SET PROBLEM =>
Rewrite the rows below with "one per line" swapped for "each on its own line" wherever it appears, leaving everything else as it is.

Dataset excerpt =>
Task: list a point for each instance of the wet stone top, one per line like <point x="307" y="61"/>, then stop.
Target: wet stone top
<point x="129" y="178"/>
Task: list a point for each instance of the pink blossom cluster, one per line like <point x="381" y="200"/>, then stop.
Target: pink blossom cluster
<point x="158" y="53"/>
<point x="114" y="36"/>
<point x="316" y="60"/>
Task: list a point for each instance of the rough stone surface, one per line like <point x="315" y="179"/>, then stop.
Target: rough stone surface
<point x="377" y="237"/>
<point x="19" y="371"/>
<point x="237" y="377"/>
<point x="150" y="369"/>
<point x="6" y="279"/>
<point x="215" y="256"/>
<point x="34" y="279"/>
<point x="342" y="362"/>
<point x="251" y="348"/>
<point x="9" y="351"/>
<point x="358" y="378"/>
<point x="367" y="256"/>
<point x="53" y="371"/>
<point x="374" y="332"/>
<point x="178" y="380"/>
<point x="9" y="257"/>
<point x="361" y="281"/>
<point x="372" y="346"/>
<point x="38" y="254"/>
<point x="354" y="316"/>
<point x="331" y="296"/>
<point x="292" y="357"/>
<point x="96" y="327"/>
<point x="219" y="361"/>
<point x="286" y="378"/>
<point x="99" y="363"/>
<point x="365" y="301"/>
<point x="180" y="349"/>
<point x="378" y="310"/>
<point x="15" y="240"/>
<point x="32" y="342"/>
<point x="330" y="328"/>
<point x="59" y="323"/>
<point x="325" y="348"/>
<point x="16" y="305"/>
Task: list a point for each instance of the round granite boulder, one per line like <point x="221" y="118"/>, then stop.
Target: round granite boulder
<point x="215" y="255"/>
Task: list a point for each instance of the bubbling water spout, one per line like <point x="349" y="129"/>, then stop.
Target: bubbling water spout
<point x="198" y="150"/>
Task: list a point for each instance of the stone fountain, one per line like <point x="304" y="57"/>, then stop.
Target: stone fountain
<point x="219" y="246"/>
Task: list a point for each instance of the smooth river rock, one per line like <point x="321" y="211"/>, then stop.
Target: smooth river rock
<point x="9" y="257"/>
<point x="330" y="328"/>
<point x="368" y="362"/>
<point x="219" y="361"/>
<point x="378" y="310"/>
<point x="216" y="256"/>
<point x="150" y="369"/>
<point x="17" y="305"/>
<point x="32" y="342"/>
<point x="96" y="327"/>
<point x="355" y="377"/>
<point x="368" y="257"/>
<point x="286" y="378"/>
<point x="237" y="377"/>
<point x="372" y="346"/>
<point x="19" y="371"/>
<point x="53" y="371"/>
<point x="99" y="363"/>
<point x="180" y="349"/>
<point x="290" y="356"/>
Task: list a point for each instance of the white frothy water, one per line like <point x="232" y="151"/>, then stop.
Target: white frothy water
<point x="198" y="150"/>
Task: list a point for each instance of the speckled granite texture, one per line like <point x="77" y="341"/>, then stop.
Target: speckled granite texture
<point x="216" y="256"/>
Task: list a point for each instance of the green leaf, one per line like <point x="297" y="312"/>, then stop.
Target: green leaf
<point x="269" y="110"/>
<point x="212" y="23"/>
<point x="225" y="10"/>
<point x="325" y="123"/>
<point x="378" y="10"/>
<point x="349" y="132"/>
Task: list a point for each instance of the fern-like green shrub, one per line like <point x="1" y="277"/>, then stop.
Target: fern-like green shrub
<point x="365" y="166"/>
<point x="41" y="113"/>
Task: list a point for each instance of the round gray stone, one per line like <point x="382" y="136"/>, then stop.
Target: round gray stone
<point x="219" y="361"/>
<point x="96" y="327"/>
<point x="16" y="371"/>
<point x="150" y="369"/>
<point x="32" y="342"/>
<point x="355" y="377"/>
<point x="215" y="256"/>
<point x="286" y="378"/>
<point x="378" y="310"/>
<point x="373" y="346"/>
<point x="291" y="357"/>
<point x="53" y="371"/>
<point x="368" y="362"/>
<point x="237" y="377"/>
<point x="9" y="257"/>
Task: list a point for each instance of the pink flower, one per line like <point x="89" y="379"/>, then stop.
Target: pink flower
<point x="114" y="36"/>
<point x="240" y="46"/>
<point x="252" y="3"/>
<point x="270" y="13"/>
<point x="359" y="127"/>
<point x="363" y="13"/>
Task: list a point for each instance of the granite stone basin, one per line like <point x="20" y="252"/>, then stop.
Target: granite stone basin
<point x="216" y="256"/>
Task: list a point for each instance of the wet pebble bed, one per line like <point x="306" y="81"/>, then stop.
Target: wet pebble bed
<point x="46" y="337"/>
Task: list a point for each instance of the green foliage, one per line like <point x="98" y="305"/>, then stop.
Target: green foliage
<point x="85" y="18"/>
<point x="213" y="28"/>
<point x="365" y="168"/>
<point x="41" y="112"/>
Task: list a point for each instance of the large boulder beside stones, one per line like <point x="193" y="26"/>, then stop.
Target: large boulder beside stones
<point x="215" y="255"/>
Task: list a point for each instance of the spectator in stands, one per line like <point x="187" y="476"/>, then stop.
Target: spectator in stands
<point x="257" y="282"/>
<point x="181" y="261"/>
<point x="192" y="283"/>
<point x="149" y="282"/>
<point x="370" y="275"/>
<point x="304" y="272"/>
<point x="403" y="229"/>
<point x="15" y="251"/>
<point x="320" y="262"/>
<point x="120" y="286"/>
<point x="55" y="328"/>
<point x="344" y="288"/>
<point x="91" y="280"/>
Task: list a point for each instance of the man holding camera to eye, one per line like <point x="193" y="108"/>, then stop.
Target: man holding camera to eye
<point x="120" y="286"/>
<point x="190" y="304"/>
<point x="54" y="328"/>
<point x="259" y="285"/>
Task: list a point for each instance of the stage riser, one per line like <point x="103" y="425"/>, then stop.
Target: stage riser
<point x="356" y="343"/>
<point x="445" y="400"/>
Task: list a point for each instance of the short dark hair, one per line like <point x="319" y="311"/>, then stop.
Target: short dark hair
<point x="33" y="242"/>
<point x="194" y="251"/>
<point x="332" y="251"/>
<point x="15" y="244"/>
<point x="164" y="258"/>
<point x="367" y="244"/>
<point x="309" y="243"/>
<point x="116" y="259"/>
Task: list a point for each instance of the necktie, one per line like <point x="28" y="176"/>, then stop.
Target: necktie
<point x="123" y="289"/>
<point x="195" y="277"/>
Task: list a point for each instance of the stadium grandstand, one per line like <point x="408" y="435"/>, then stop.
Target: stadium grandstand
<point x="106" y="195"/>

FINISHED ANSWER =>
Task: list a point for each instance of the wet stone top, each on its own line like <point x="307" y="61"/>, then stop.
Target: wet stone top
<point x="129" y="178"/>
Task: list a point for each instance of the pink blossom cluster, each on its own line like <point x="381" y="200"/>, then stop.
Target: pink blossom cluster
<point x="158" y="53"/>
<point x="114" y="36"/>
<point x="316" y="60"/>
Task: list a point for each instance of the rough stone surface, each on its own line like <point x="315" y="179"/>, then stop.
Target: rough stone surface
<point x="377" y="237"/>
<point x="19" y="371"/>
<point x="237" y="377"/>
<point x="150" y="369"/>
<point x="6" y="279"/>
<point x="215" y="256"/>
<point x="34" y="279"/>
<point x="342" y="362"/>
<point x="251" y="348"/>
<point x="9" y="351"/>
<point x="358" y="378"/>
<point x="367" y="256"/>
<point x="53" y="371"/>
<point x="374" y="332"/>
<point x="178" y="380"/>
<point x="9" y="257"/>
<point x="361" y="281"/>
<point x="372" y="346"/>
<point x="38" y="254"/>
<point x="354" y="316"/>
<point x="331" y="296"/>
<point x="292" y="357"/>
<point x="96" y="327"/>
<point x="219" y="361"/>
<point x="286" y="378"/>
<point x="99" y="363"/>
<point x="365" y="301"/>
<point x="180" y="349"/>
<point x="378" y="310"/>
<point x="15" y="240"/>
<point x="32" y="342"/>
<point x="330" y="328"/>
<point x="59" y="323"/>
<point x="325" y="348"/>
<point x="16" y="305"/>
Task: list a point for each instance of the round granite boulder, each on its own line like <point x="221" y="118"/>, then stop.
Target: round granite boulder
<point x="215" y="255"/>
Task: list a point for each instance of the bubbling water spout, each on its own line like <point x="349" y="129"/>, then stop.
Target: bubbling water spout
<point x="198" y="150"/>
Task: list a point for each instance of the stone fountain, each on its own line like <point x="304" y="57"/>, then stop.
Target: stone fountain
<point x="219" y="246"/>
Task: list a point for each instance of the smooth river rock, each on its own line like <point x="321" y="211"/>, then stop.
Target: smooth river rock
<point x="9" y="257"/>
<point x="330" y="328"/>
<point x="368" y="362"/>
<point x="219" y="361"/>
<point x="378" y="310"/>
<point x="216" y="256"/>
<point x="150" y="369"/>
<point x="17" y="305"/>
<point x="32" y="342"/>
<point x="96" y="327"/>
<point x="355" y="377"/>
<point x="368" y="257"/>
<point x="286" y="378"/>
<point x="237" y="377"/>
<point x="372" y="346"/>
<point x="19" y="371"/>
<point x="53" y="371"/>
<point x="99" y="363"/>
<point x="180" y="349"/>
<point x="290" y="356"/>
Task: list a point for each instance of the white frothy water, each on its own line like <point x="232" y="151"/>, then stop.
Target: white frothy water
<point x="198" y="150"/>
Task: list a point for each instance of the speckled granite texture, each on its own line like <point x="77" y="341"/>, then stop.
Target: speckled granite texture
<point x="216" y="256"/>
Task: list a point for each instance of the green leaf, each on its own line like <point x="297" y="312"/>, then stop.
Target: green leaf
<point x="269" y="110"/>
<point x="212" y="23"/>
<point x="225" y="10"/>
<point x="325" y="123"/>
<point x="378" y="10"/>
<point x="349" y="132"/>
Task: list a point for each instance of the fern-like green shrub, each on its own line like <point x="1" y="277"/>, then stop.
Target: fern-like green shrub
<point x="365" y="166"/>
<point x="41" y="113"/>
Task: list a point for each instance of the round gray stone, each on its own line like <point x="382" y="136"/>, then stop.
Target: round gray stone
<point x="219" y="361"/>
<point x="96" y="327"/>
<point x="16" y="371"/>
<point x="150" y="369"/>
<point x="32" y="342"/>
<point x="355" y="377"/>
<point x="215" y="256"/>
<point x="286" y="378"/>
<point x="378" y="310"/>
<point x="373" y="346"/>
<point x="291" y="357"/>
<point x="53" y="371"/>
<point x="368" y="362"/>
<point x="237" y="377"/>
<point x="9" y="257"/>
Task: list a point for each instance of the pink flower, each on its own line like <point x="89" y="379"/>, then stop.
Target: pink flower
<point x="114" y="36"/>
<point x="240" y="46"/>
<point x="252" y="3"/>
<point x="270" y="13"/>
<point x="359" y="127"/>
<point x="363" y="13"/>
Task: list a point for each instance of the granite stone basin, each on its own line like <point x="20" y="252"/>, then stop.
Target: granite stone basin
<point x="216" y="256"/>
Task: list a point for each instance of the wet pebble bed, each on its own line like <point x="306" y="81"/>, then stop.
Target: wet pebble bed
<point x="46" y="337"/>
Task: list a point for each instance of the green foliage, each on its own line like <point x="98" y="305"/>, then stop.
Target: green foliage
<point x="85" y="18"/>
<point x="213" y="28"/>
<point x="365" y="168"/>
<point x="41" y="112"/>
Task: list a point for each instance of the large boulder beside stones, each on its own line like <point x="193" y="26"/>, then stop.
Target: large boulder beside stones
<point x="215" y="255"/>
Task: list a point for each instance of the spectator in stands, each on its own line like <point x="187" y="476"/>, then stop.
Target: spectator in stands
<point x="257" y="282"/>
<point x="181" y="261"/>
<point x="192" y="283"/>
<point x="149" y="282"/>
<point x="370" y="275"/>
<point x="304" y="272"/>
<point x="403" y="229"/>
<point x="15" y="251"/>
<point x="320" y="262"/>
<point x="120" y="286"/>
<point x="55" y="328"/>
<point x="344" y="288"/>
<point x="91" y="280"/>
Task: list a point for each instance of the man holding camera to eye, each on its own line like <point x="193" y="108"/>, then stop.
Target: man holding camera to eye
<point x="120" y="286"/>
<point x="190" y="304"/>
<point x="54" y="328"/>
<point x="259" y="285"/>
Task: list a point for each instance of the stage riser, each on its own line like <point x="103" y="425"/>, then stop.
Target: stage riser
<point x="356" y="343"/>
<point x="445" y="400"/>
Task: list a point for each instance of the short dark hair, each on its own line like <point x="319" y="311"/>, then stop.
Target: short dark hair
<point x="33" y="242"/>
<point x="194" y="251"/>
<point x="332" y="251"/>
<point x="15" y="244"/>
<point x="164" y="258"/>
<point x="367" y="244"/>
<point x="309" y="243"/>
<point x="116" y="259"/>
Task: list a point for each instance of the necktie, each on its own line like <point x="28" y="176"/>, then stop.
Target: necktie
<point x="123" y="289"/>
<point x="195" y="277"/>
Task: list a point for each instance of the stadium grandstand, each on its own line like <point x="408" y="435"/>, then stop.
Target: stadium grandstand
<point x="106" y="195"/>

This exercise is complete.